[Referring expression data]
++++++

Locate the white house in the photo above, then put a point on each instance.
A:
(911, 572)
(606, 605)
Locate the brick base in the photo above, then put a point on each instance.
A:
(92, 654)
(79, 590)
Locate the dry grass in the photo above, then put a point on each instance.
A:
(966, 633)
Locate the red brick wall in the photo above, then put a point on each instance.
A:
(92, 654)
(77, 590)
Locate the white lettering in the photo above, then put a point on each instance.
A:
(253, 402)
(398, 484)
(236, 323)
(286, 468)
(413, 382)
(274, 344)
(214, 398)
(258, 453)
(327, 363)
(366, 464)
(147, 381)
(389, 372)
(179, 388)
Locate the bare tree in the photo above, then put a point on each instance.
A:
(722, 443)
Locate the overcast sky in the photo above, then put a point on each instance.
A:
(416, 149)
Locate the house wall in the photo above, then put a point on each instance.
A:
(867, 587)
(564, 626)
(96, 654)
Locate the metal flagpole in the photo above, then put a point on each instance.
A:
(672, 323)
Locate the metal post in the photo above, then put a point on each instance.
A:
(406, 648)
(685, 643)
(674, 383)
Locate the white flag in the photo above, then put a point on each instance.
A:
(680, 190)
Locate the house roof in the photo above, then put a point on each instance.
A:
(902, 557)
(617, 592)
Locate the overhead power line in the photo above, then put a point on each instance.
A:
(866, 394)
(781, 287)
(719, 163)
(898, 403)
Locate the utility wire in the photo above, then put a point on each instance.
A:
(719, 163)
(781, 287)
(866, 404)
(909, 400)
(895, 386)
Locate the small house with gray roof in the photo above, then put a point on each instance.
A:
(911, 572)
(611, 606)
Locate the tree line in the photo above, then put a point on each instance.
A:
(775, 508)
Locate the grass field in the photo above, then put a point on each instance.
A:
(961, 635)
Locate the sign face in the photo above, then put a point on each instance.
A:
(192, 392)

++++++

**WHAT YOU WILL DO**
Your reply is to repeat, unchanged, the lines above running from the one with "Locate the brick" up to and including the one with "Locate the white lettering".

**ANSWER TO THE PROBLEM**
Locate the brick base in the photo above, then put a point on each instance.
A:
(92, 654)
(79, 590)
Locate the dry grass in the photo above, then put a point on each instance.
A:
(966, 633)
Locate the red brick wall in the photo above, then put a point on each instance.
A:
(92, 654)
(77, 590)
Locate the white lettering in the photo above, then put a point on each instance.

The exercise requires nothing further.